## TASK REQUIREMENTS:
a) Using the set theory question, answer each of the following on its own line:
(i) What is the definition of set(x)?
(ii) What names are given to the three numbered axioms?
(iii) What does the poster guess about the theory?
b) Repeat the section of the set theory question starting with "3. Reflection: $" and going on through "it is inconsistent!".

## PASSAGE TO READ:
___
Is this simple reflective separative theory inconsistent

Question

Working in mono-sorted first order logic with membership:

• Define: $set(x) \equiv_{df} \exists y \, (x \in y)$

• Define: $a \approx b \equiv_{df} \forall x \, (a \in x \leftrightarrow b \in x)$

• Axiomatize:

1. Extensionality: $( set(a) \to[ (a \subseteq b \land b \subseteq a) \leftrightarrow a \approx b])$

2. Separation: $(set(a) \to \exists \ set \ x : \forall y \, (y \in x \leftrightarrow y \in a \land \phi ))$

3. Reflection: $ (\phi \to \exists \ set \ x : \text { trs}(x) \land \phi^x)$

where formula $\phi$ doesn't use $“x"$ in both schemata; $\phi^x$ is the formula obtained from $\phi$ by merely bounding all of its quantifiers by $“\subseteq x"$; and $\text { trs}(x) \iff \forall y \in x (y \subseteq x)$

This theory seems to prove all axioms of $\sf ZF-Reg.$ over the set world of it, and perhaps can even go beyond that? But, my guess is that it is inconsistent!
___
## EXTRACTED ENTRIES:
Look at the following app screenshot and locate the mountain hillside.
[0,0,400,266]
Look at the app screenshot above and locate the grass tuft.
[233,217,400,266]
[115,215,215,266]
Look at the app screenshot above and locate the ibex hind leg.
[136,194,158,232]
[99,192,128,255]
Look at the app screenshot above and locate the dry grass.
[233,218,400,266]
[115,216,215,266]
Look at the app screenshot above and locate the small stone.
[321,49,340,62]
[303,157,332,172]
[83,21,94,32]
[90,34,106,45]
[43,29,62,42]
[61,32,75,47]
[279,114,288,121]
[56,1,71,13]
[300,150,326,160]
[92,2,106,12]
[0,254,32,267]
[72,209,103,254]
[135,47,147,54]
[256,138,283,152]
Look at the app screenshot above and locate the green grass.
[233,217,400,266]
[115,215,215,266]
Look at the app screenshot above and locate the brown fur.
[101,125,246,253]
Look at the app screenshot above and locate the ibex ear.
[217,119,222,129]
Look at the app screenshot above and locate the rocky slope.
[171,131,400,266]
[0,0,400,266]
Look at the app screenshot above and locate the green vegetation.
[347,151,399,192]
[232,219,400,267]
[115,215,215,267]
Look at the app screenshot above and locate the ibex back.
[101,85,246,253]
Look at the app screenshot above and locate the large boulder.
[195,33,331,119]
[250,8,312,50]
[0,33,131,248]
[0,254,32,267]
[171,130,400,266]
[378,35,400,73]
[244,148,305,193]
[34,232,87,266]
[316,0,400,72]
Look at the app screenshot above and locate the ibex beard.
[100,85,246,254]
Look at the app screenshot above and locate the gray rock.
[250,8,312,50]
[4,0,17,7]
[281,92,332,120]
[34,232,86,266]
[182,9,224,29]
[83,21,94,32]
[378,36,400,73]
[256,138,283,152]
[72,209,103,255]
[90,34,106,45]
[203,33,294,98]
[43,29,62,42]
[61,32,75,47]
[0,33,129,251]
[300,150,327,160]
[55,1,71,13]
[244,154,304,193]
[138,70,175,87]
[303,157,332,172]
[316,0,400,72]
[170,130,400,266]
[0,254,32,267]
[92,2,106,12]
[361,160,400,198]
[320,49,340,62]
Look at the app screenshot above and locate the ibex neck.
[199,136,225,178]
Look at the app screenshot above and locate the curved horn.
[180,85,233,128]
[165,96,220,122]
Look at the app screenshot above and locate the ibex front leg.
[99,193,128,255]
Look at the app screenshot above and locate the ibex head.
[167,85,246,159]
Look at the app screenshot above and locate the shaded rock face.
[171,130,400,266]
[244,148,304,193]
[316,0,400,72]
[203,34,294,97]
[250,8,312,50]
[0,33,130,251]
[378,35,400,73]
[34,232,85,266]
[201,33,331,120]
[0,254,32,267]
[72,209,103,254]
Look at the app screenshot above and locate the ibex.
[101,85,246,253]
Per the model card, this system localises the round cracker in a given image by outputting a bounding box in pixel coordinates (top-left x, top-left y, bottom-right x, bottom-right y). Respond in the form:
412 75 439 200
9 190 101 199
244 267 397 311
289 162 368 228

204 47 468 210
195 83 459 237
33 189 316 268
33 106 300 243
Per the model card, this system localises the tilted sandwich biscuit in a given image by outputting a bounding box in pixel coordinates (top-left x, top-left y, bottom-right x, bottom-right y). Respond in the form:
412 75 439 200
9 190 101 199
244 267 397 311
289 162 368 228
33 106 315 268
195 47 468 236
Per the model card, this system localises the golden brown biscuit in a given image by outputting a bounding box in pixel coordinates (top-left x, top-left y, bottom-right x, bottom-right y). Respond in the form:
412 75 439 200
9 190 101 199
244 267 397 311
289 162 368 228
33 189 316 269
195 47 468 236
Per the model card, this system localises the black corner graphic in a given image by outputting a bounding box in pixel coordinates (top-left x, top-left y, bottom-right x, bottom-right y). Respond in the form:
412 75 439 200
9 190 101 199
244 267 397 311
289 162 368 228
___
## COMPLETED EXERCISE:
a)
(i) x is a set if there exists some y such that x ∈ y.
(ii) Extensionality, Separation, and Reflection.
(iii) That it is inconsistent.

b)
3. Reflection: $ (\phi \to \exists \ set \ x : \text { trs}(x) \land \phi^x)$

where formula $\phi$ doesn't use $“x"$ in both schemata; $\phi^x$ is the formula obtained from $\phi$ by merely bounding all of its quantifiers by $“\subseteq x"$; and $\text { trs}(x) \iff \forall y \in x (y \subseteq x)$

This theory seems to prove all axioms of $\sf ZF-Reg.$ over the set world of it, and perhaps can even go beyond that? But, my guess is that it is inconsistent!